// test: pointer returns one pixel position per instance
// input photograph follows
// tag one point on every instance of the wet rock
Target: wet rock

══════

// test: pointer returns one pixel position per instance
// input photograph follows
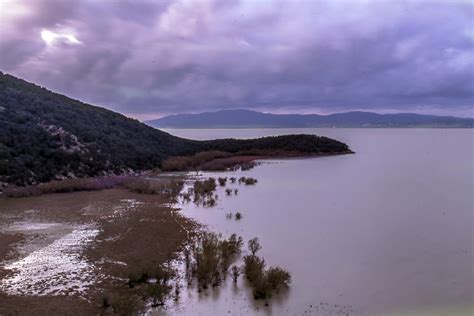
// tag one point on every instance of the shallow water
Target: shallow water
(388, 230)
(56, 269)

══════

Among the lines above, which ones include the word "every"? Copy them.

// tag one point on every instance of the wet rock
// tag one point on every instance of the shallow water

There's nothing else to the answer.